EXERCISE REQUIREMENTS: Reproduce, word for word, the entries from the line containing "shirt in the photo above." through the line containing "collar in the photo above.", including both of those lines.

━━━━━━

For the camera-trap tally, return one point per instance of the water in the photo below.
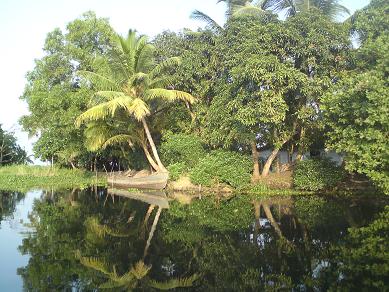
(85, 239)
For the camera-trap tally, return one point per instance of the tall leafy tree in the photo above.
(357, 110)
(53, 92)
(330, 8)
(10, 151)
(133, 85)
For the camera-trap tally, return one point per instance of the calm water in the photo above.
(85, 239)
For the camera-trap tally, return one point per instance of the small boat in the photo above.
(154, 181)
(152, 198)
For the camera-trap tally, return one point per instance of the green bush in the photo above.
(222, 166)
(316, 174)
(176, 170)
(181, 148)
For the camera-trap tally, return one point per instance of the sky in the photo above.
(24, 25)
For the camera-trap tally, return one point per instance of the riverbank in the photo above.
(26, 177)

━━━━━━

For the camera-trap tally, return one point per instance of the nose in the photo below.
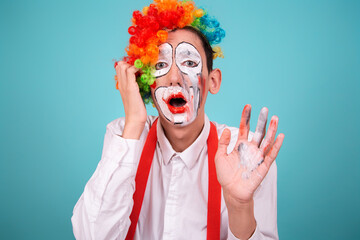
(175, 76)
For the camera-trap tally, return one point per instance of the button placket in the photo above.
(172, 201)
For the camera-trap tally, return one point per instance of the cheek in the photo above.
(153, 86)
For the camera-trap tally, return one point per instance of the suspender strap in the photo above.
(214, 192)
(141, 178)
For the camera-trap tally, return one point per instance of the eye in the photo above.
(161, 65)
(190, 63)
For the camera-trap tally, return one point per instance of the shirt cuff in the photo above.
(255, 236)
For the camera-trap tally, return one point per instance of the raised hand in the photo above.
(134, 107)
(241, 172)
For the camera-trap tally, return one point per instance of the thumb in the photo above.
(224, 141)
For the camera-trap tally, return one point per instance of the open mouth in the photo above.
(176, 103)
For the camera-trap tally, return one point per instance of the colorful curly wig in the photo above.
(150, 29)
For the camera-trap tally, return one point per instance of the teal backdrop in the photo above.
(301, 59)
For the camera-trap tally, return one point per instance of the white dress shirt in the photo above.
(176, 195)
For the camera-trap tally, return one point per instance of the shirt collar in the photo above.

━━━━━━

REPLY TO THE EXERCISE:
For the camera-trap tally, return one point per instance of the white dress shirt in the photo above.
(176, 195)
For the camera-trap tally, return one point per instance of the shirt collar in the photo above.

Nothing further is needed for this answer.